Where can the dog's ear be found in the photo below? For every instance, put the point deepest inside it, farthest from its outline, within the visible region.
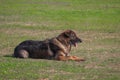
(67, 33)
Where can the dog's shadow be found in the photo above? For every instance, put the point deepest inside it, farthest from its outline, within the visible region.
(8, 55)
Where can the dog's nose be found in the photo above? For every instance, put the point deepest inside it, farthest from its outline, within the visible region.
(79, 40)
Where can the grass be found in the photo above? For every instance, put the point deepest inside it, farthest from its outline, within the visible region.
(95, 21)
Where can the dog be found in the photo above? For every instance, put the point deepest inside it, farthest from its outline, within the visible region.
(57, 48)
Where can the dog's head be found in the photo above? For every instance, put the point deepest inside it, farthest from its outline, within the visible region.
(71, 37)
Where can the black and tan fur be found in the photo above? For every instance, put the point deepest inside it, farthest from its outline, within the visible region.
(57, 48)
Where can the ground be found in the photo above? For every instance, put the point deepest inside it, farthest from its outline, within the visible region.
(97, 23)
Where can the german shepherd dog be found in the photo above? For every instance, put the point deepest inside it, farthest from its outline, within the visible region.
(57, 48)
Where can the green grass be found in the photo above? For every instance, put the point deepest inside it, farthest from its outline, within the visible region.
(97, 23)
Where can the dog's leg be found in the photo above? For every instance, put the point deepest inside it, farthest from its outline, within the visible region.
(61, 56)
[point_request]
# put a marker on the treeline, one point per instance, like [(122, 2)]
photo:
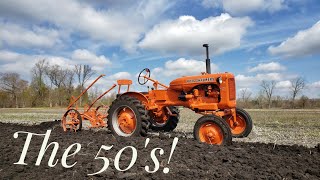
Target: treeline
[(53, 86), (50, 86), (266, 98)]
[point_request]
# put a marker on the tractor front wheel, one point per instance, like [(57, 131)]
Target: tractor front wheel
[(170, 124), (212, 129), (242, 125), (72, 120), (127, 117)]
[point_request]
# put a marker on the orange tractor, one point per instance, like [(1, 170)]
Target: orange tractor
[(212, 95)]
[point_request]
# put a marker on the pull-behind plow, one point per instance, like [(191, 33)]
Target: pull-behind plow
[(72, 119)]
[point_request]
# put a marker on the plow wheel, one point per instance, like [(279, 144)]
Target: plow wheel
[(242, 126), (128, 117), (168, 125), (212, 130), (72, 120)]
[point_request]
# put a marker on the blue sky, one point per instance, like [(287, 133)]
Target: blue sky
[(254, 39)]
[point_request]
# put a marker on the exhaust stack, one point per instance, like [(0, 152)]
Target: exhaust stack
[(208, 64)]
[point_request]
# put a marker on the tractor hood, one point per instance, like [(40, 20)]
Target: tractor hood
[(186, 83)]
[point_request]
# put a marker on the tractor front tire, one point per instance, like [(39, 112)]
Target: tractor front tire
[(127, 116), (212, 129), (242, 127), (170, 124)]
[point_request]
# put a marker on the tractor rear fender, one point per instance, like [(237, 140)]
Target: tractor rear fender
[(137, 95)]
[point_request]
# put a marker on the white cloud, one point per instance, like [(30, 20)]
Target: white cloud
[(305, 42), (120, 25), (267, 67), (244, 81), (16, 36), (183, 67), (83, 56), (283, 84), (241, 7), (187, 34), (8, 56), (315, 85), (23, 63)]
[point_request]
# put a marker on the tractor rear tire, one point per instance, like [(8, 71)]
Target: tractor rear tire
[(212, 129), (244, 121), (127, 116), (170, 124)]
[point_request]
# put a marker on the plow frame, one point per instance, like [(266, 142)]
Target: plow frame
[(96, 118)]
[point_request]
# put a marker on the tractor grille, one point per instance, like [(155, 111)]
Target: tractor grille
[(232, 89)]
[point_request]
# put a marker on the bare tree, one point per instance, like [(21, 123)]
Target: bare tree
[(83, 74), (38, 85), (56, 75), (268, 88), (297, 85), (245, 95), (12, 84)]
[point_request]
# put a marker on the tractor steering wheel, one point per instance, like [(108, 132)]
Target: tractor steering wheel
[(144, 73)]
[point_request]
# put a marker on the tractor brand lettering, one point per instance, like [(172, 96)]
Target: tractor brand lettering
[(200, 80)]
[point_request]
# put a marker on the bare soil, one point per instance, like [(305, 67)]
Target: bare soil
[(190, 160)]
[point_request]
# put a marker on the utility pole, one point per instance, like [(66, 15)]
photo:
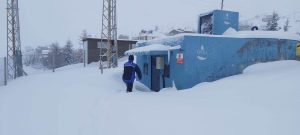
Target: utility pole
[(222, 4), (14, 54), (109, 49)]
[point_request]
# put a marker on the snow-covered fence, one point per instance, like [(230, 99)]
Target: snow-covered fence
[(3, 69)]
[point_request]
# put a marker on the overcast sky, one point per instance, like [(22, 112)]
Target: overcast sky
[(47, 21)]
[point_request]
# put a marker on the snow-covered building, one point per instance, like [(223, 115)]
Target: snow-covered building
[(217, 51), (92, 48)]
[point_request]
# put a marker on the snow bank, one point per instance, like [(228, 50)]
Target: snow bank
[(264, 100)]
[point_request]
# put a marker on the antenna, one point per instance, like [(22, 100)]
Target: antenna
[(108, 44), (14, 54)]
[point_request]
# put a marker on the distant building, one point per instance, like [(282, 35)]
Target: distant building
[(92, 48)]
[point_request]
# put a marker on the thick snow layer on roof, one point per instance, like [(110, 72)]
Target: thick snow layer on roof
[(261, 34), (250, 34), (153, 47)]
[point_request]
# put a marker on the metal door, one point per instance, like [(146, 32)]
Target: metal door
[(155, 75)]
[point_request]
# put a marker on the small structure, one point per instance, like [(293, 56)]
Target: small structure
[(186, 60), (92, 48)]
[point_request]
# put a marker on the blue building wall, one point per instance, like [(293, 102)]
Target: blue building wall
[(208, 58)]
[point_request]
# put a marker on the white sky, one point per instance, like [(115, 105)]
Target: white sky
[(44, 22)]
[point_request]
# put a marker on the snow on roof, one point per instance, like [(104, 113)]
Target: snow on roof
[(153, 47), (250, 34), (260, 34)]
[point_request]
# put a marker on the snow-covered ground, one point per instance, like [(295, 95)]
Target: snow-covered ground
[(264, 100)]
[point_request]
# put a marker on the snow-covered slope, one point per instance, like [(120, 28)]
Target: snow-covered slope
[(264, 100)]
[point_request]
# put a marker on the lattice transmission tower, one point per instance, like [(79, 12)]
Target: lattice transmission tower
[(108, 45), (14, 54)]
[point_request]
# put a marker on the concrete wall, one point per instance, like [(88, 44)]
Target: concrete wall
[(209, 59)]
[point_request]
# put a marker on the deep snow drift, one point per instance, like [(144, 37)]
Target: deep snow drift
[(264, 100)]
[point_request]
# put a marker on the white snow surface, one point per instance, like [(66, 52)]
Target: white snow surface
[(264, 100)]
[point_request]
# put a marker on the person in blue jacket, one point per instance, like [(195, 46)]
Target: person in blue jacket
[(130, 69)]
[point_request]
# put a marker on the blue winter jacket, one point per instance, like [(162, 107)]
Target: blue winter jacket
[(130, 69)]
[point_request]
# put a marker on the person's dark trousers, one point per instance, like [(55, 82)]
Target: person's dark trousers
[(129, 87)]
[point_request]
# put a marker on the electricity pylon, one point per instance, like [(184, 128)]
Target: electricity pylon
[(109, 49), (14, 54)]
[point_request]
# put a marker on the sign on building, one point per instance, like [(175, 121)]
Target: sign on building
[(179, 58), (160, 64)]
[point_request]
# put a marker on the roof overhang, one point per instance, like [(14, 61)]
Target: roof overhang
[(153, 49)]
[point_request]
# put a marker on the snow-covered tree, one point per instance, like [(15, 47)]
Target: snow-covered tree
[(272, 22), (68, 52)]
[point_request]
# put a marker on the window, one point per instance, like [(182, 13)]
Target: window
^^^^
What needs to be done
Each record must be repeated exactly, and no picture may be carried over.

Reply to the exercise
Where can the dog's ear be found in the photo below? For every instance, put the point deepest inside it, farthest from its outline, within the visible region.
(67, 33)
Where can the dog's shadow be found in the photo above? For every instance, put the point deepest inside it, farthest from its outline, within the visible region.
(8, 55)
Where can the dog's nose be found in the photo above? For every instance, put the point deepest inside it, farthest from its outline, within the visible region.
(79, 40)
Where can the grass be found in the photo above? For every instance, put the point deepest inside it, farthest from its outline, within the visible region.
(95, 21)
Where can the dog be found in the photo above? For every instance, put the point deepest inside it, farthest from its outline, within the visible region.
(57, 48)
Where can the dog's head be found in the photo above? For every instance, put the point deepest inside it, farthest from its outline, within the visible region.
(71, 37)
Where can the black and tan fur be found in the photo above? For every instance, put the point deepest inside it, farthest from its outline, within the visible region.
(57, 48)
Where can the ground be found in the photo above? For every instance, put the point deepest inside it, farthest from its outline, within the visible region.
(97, 23)
Where can the german shepherd dog be found in the photo above? For every instance, put the point deepest inside it, farthest from its outline, within the visible region.
(57, 48)
Where can the green grass be found in the photo above? For every instance, put the point deepest inside it, farthest from its outline, within the visible region.
(97, 23)
Where can the dog's leg be found in the photo above? For every instance, put the point deepest inside it, farthest from its outline, within the visible region.
(61, 56)
[point_request]
# put a marker on the treeline, one point per instance, like [(122, 2)]
photo:
Target: treeline
[(53, 86), (50, 86), (266, 98)]
[point_request]
# put a marker on the tractor front wheel, one point per instance, like [(57, 131)]
Target: tractor front wheel
[(170, 124), (212, 129), (242, 125), (72, 120), (127, 117)]
[point_request]
# put a marker on the orange tractor, one point per instance, like [(1, 170)]
Target: orange tractor
[(212, 95)]
[point_request]
# put a marker on the pull-behind plow, one point per instance, like [(191, 33)]
Target: pull-behind plow
[(72, 119)]
[point_request]
# put a marker on the plow wheel, one point per instance, like [(279, 144)]
Target: plow wheel
[(242, 126), (128, 117), (168, 125), (212, 130), (72, 120)]
[point_request]
# put a marker on the blue sky, one point per instance, like [(287, 133)]
Target: blue sky
[(254, 39)]
[point_request]
# put a marker on the exhaust stack, one point per instance, like [(0, 152)]
Target: exhaust stack
[(208, 64)]
[point_request]
# put a marker on the tractor hood, one point per instance, like [(40, 20)]
Target: tractor hood
[(186, 83)]
[point_request]
# put a marker on the tractor front tire, one point per instance, like [(39, 112)]
Target: tractor front tire
[(127, 116), (212, 129), (242, 127), (170, 124)]
[point_request]
# put a marker on the tractor rear fender, one point per instance, like [(237, 140)]
Target: tractor rear fender
[(137, 95)]
[point_request]
# put a marker on the white cloud, one point per instance, like [(30, 20)]
Target: white cloud
[(305, 42), (120, 25), (267, 67), (244, 81), (16, 36), (183, 67), (83, 56), (283, 84), (241, 7), (187, 34), (8, 56), (315, 85), (23, 63)]
[point_request]
# put a marker on the tractor rear tire, one point per instance, like [(8, 71)]
Target: tractor rear tire
[(212, 129), (244, 121), (127, 116), (170, 124)]
[point_request]
# put a marker on the plow frame, one point per instance, like [(266, 142)]
Target: plow frame
[(96, 118)]
[point_request]
# put a marker on the tractor grille, one point per instance, like [(155, 111)]
Target: tractor grille
[(232, 89)]
[point_request]
# put a marker on the bare tree, one point per instance, like [(21, 123)]
Target: bare tree
[(83, 74), (38, 85), (56, 75), (268, 88), (297, 85), (245, 95), (12, 84)]
[point_request]
# put a marker on the tractor steering wheel, one point per instance, like [(108, 132)]
Target: tractor steering wheel
[(144, 73)]
[point_request]
# put a marker on the tractor brand lettering, one point per instance, like [(172, 96)]
Target: tractor brand lettering
[(200, 80)]
[point_request]
# put a marker on the bare soil, one point per instance, like [(305, 67)]
Target: bare soil
[(190, 160)]
[point_request]
# put a marker on the utility pole, one point per instance, like [(66, 15)]
photo:
Target: utility pole
[(222, 4), (14, 54), (109, 49)]
[point_request]
# put a marker on the snow-covered fence, one point per instance, like [(230, 99)]
Target: snow-covered fence
[(3, 69)]
[point_request]
# put a marker on the overcast sky, one point per instance, like [(22, 112)]
Target: overcast sky
[(47, 21)]
[point_request]
# put a marker on the snow-covered building, one point per instance, like [(223, 115)]
Target: snow-covered building
[(217, 51), (92, 48)]
[point_request]
# put a marker on the snow bank, one point per instance, like [(228, 50)]
Target: snow bank
[(264, 100)]
[point_request]
# put a marker on the antenna, one point per instance, like [(22, 100)]
Target: antenna
[(108, 44), (14, 54)]
[point_request]
# put a marker on the distant building, one point per instance, like [(282, 35)]
Target: distant building
[(92, 48)]
[point_request]
# put a marker on the thick snow layer on roof, one point per instance, like [(110, 72)]
Target: thick snow layer on roof
[(261, 34), (250, 34), (153, 47)]
[point_request]
# put a marker on the metal door, one point per instance, like [(146, 32)]
Target: metal door
[(155, 75)]
[point_request]
# put a marker on the small structure, one point per instance, like [(293, 56)]
Target: small structure
[(186, 60), (92, 48)]
[point_request]
# put a marker on the blue building wall, one point per instance, like [(293, 102)]
Target: blue building wall
[(208, 58)]
[point_request]
# put a marker on the white sky, one point per instance, like [(115, 105)]
Target: white sky
[(44, 22)]
[point_request]
# put a marker on the snow on roof, one point per instance, like [(104, 113)]
Target: snow on roof
[(153, 47), (250, 34), (260, 34)]
[point_request]
# put a marker on the snow-covered ground, one point per instance, like [(295, 95)]
Target: snow-covered ground
[(264, 100)]
[point_request]
# put a marker on the snow-covered slope, one point per instance, like [(120, 28)]
Target: snow-covered slope
[(264, 100)]
[point_request]
# put a marker on the lattice transmission tower, one point per instance, like [(79, 12)]
Target: lattice transmission tower
[(108, 45), (14, 54)]
[point_request]
# put a marker on the concrete wall, one point per instance, like [(88, 44)]
Target: concrete wall
[(209, 59)]
[point_request]
# put a marker on the deep snow drift, one point per instance, like [(144, 37)]
Target: deep snow drift
[(264, 100)]
[point_request]
# put a marker on the white snow surface, one point per instance, like [(66, 52)]
Target: white snow surface
[(264, 100)]
[point_request]
# put a marker on the person in blue jacket, one point per instance, like [(195, 46)]
Target: person in blue jacket
[(130, 69)]
[point_request]
# put a marker on the blue winter jacket, one point per instance, like [(162, 107)]
Target: blue winter jacket
[(130, 69)]
[point_request]
# put a marker on the person's dark trousers, one point per instance, like [(55, 82)]
Target: person's dark trousers
[(129, 87)]
[point_request]
# put a marker on the electricity pylon, one point per instance, like [(184, 128)]
Target: electricity pylon
[(109, 49), (14, 54)]
[point_request]
# put a marker on the sign on building, one point per instance, like [(175, 121)]
Target: sign on building
[(179, 58), (160, 64)]
[point_request]
# put a marker on the roof overhang, one point per instance, like [(14, 61)]
Target: roof overhang
[(153, 49)]
[point_request]
# put a marker on the snow-covered tree, one point per instance, like [(15, 47)]
Target: snow-covered tree
[(272, 22), (68, 52)]
[point_request]
# put a marker on the window, one point per instance, like [(182, 13)]
Target: window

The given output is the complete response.